**Collection entries**.
|---|

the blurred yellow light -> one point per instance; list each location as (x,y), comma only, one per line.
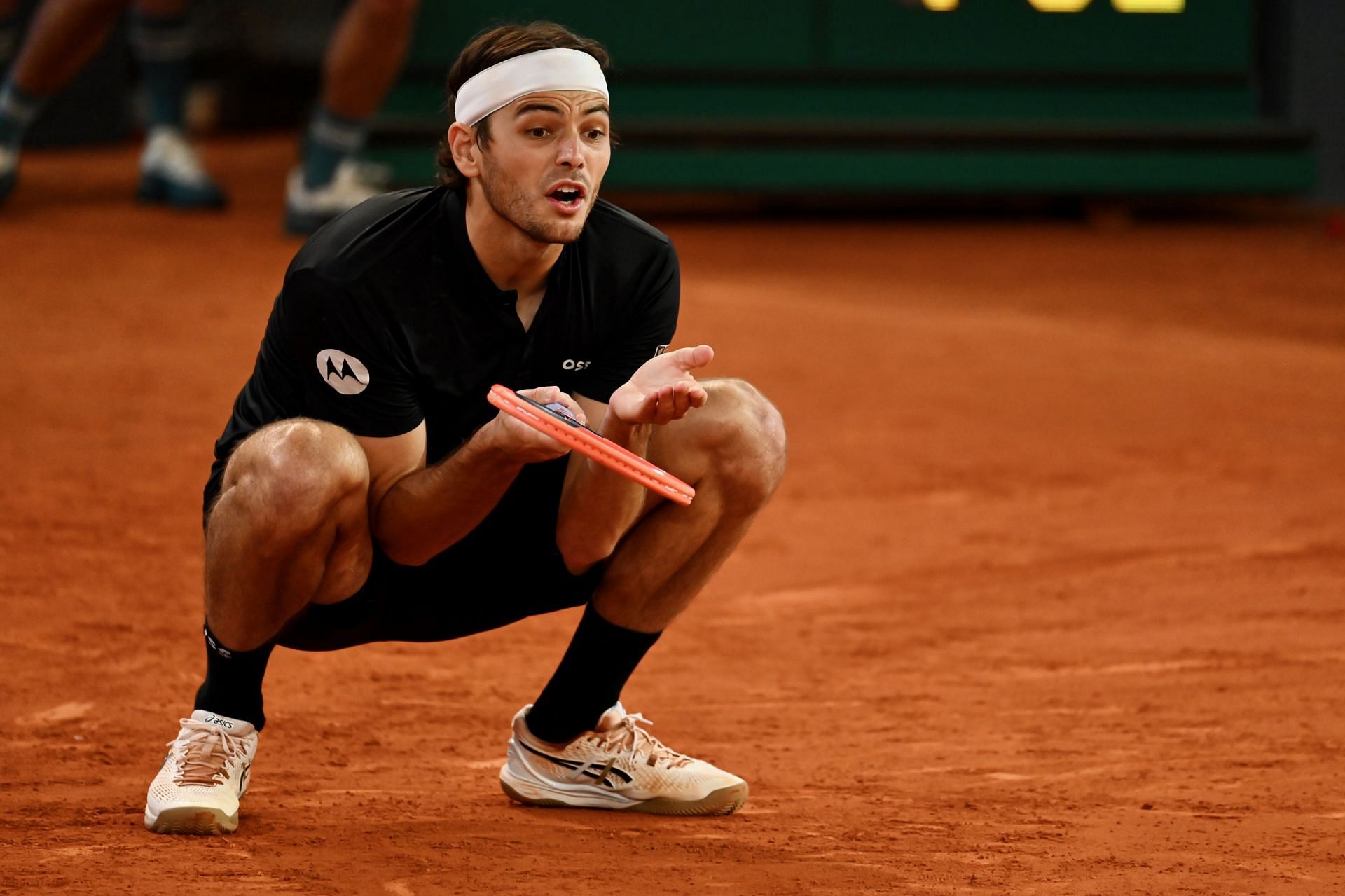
(1059,6)
(1149,6)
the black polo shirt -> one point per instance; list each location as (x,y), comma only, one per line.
(387,318)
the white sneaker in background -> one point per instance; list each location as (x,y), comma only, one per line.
(310,209)
(171,174)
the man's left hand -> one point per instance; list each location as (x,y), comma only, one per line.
(662,389)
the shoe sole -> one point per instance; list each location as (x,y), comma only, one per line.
(193,820)
(302,223)
(719,802)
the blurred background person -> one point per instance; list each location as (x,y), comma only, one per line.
(364,58)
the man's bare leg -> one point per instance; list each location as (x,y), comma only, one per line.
(64,35)
(733,451)
(576,745)
(62,39)
(289,528)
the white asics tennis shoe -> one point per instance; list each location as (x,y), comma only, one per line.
(616,766)
(203,777)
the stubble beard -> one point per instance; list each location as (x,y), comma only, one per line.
(513,205)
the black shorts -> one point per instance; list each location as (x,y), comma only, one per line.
(504,571)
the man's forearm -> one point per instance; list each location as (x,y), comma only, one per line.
(432,509)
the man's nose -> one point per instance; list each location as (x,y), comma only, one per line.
(570,153)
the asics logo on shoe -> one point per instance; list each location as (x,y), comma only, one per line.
(343,373)
(586,769)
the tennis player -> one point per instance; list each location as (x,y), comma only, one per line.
(365,490)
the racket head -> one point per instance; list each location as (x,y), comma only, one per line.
(576,436)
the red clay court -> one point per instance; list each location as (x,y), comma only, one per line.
(1051,600)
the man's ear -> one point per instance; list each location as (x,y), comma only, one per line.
(462,142)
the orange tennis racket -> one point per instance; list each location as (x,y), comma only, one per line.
(560,424)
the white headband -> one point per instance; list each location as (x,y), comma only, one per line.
(502,84)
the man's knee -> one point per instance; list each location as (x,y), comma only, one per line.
(295,473)
(747,440)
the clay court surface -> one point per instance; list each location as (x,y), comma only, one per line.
(1049,602)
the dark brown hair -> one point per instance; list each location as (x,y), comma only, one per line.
(492,48)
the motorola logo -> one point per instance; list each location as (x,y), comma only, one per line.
(343,373)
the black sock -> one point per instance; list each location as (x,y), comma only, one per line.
(233,681)
(589,678)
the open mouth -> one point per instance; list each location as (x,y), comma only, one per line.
(567,197)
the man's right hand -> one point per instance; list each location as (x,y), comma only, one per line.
(518,441)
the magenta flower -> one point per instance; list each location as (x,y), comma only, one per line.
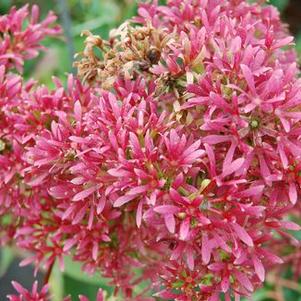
(173,163)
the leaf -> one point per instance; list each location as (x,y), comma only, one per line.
(73,270)
(75,287)
(56,284)
(7,257)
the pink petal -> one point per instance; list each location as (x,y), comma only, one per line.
(243,234)
(170,223)
(123,200)
(206,249)
(292,192)
(84,194)
(259,268)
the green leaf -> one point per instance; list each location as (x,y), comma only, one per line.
(73,270)
(56,284)
(7,257)
(75,287)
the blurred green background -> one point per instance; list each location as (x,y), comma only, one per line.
(99,16)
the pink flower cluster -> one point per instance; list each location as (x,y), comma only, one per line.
(180,178)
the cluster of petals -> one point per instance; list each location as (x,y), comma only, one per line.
(181,177)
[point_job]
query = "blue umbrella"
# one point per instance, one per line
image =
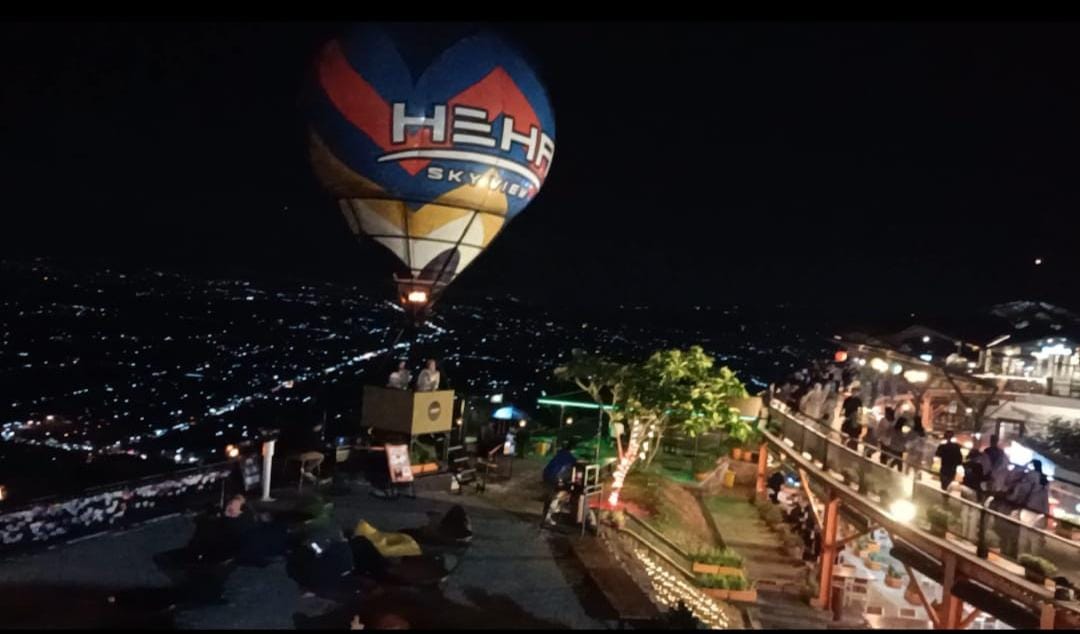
(509, 413)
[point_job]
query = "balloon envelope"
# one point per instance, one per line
(430, 162)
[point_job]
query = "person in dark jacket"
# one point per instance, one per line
(973, 475)
(950, 457)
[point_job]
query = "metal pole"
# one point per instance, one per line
(267, 462)
(599, 427)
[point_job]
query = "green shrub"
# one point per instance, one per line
(1037, 564)
(937, 515)
(791, 539)
(703, 463)
(772, 515)
(713, 581)
(718, 556)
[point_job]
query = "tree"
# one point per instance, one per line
(673, 389)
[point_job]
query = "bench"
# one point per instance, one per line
(624, 596)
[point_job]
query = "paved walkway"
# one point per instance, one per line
(513, 576)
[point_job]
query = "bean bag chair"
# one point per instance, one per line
(389, 544)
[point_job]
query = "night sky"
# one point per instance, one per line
(851, 166)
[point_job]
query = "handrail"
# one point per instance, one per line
(143, 480)
(798, 417)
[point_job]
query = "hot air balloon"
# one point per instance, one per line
(431, 167)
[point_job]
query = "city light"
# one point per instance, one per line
(902, 510)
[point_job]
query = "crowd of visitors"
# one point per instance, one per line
(831, 394)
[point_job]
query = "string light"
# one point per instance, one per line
(671, 589)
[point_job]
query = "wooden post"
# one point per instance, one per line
(827, 552)
(1047, 617)
(763, 461)
(969, 619)
(952, 608)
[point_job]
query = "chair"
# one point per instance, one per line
(389, 544)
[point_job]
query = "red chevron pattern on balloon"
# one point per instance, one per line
(368, 111)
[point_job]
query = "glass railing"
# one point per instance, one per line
(964, 522)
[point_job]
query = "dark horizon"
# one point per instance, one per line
(851, 167)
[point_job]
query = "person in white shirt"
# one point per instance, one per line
(400, 378)
(428, 381)
(812, 402)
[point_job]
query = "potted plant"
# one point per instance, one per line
(716, 561)
(703, 467)
(714, 585)
(875, 561)
(773, 516)
(993, 542)
(863, 547)
(741, 589)
(1036, 568)
(1066, 528)
(793, 543)
(893, 578)
(939, 518)
(850, 477)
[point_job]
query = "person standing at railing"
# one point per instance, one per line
(832, 402)
(920, 448)
(812, 402)
(995, 468)
(898, 443)
(950, 458)
(883, 432)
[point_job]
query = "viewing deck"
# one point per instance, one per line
(995, 584)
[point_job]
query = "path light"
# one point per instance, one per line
(916, 376)
(902, 510)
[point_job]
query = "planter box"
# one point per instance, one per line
(703, 568)
(743, 595)
(1067, 529)
(717, 593)
(1034, 576)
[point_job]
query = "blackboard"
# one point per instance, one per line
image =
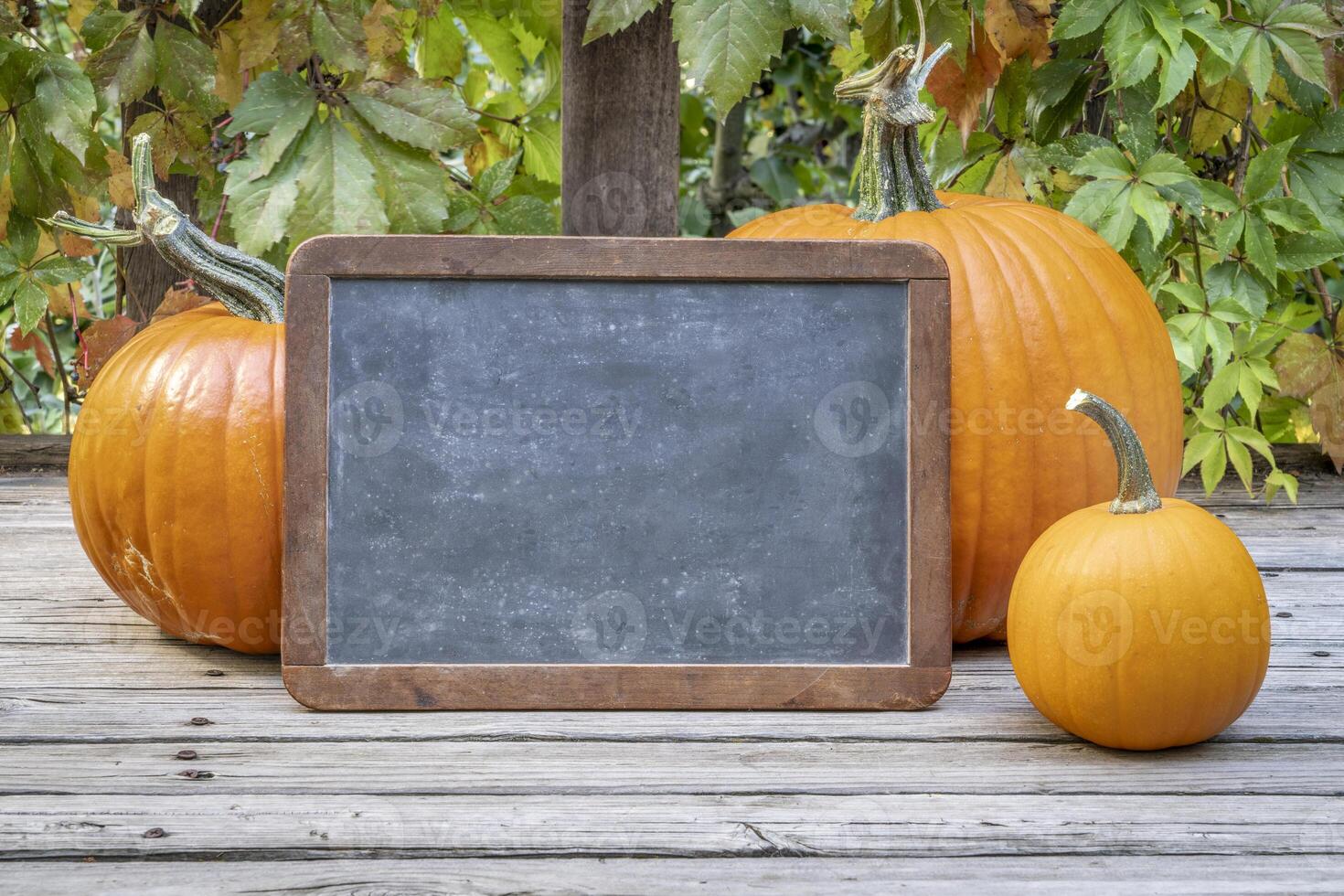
(549, 460)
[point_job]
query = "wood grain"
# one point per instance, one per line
(780, 872)
(25, 453)
(621, 114)
(977, 793)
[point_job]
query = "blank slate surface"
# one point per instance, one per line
(636, 472)
(615, 473)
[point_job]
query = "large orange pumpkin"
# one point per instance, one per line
(1040, 304)
(176, 460)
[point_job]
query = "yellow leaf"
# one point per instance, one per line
(261, 35)
(382, 31)
(120, 187)
(961, 91)
(80, 11)
(1006, 182)
(1229, 103)
(485, 154)
(1328, 417)
(1020, 27)
(229, 78)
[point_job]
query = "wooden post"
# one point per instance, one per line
(621, 128)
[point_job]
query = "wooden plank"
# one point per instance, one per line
(595, 767)
(978, 707)
(1057, 876)
(620, 128)
(26, 453)
(691, 827)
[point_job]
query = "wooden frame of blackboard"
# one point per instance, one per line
(316, 684)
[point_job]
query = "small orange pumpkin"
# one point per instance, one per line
(1040, 303)
(1141, 624)
(176, 460)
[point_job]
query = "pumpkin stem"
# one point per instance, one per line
(1136, 484)
(248, 286)
(891, 169)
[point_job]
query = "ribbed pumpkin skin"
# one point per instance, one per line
(1040, 305)
(176, 472)
(1140, 632)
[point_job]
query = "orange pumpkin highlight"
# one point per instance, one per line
(176, 475)
(1138, 624)
(1040, 304)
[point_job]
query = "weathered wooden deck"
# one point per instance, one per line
(134, 763)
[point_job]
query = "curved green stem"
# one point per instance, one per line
(246, 286)
(891, 169)
(1136, 484)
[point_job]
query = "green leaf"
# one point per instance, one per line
(413, 185)
(337, 34)
(269, 101)
(1198, 449)
(1277, 480)
(1131, 45)
(1229, 232)
(772, 175)
(443, 50)
(611, 16)
(1164, 169)
(336, 188)
(1250, 389)
(105, 25)
(1178, 70)
(492, 182)
(826, 17)
(1218, 197)
(880, 28)
(1241, 460)
(125, 70)
(186, 69)
(1263, 175)
(464, 208)
(1104, 206)
(58, 271)
(1260, 246)
(1011, 97)
(1058, 93)
(542, 149)
(1290, 214)
(1255, 59)
(1105, 162)
(1081, 17)
(1214, 468)
(417, 113)
(496, 40)
(728, 43)
(1221, 387)
(66, 103)
(1303, 54)
(1300, 251)
(1152, 208)
(260, 206)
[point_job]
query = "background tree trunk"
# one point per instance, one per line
(620, 119)
(144, 277)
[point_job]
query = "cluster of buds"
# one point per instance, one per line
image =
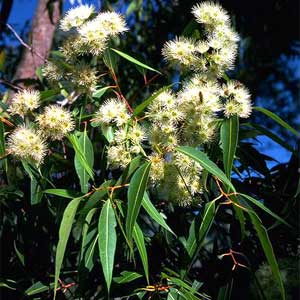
(26, 142)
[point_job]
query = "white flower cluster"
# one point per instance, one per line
(29, 144)
(24, 101)
(93, 33)
(213, 55)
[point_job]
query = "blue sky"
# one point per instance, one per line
(23, 11)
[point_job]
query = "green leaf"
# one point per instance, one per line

|---|

**Your assignment**.
Using the records given above, list every line that includes the word "blackboard".

**Solution for this task**.
query = "blackboard"
query = "wooden frame of blackboard"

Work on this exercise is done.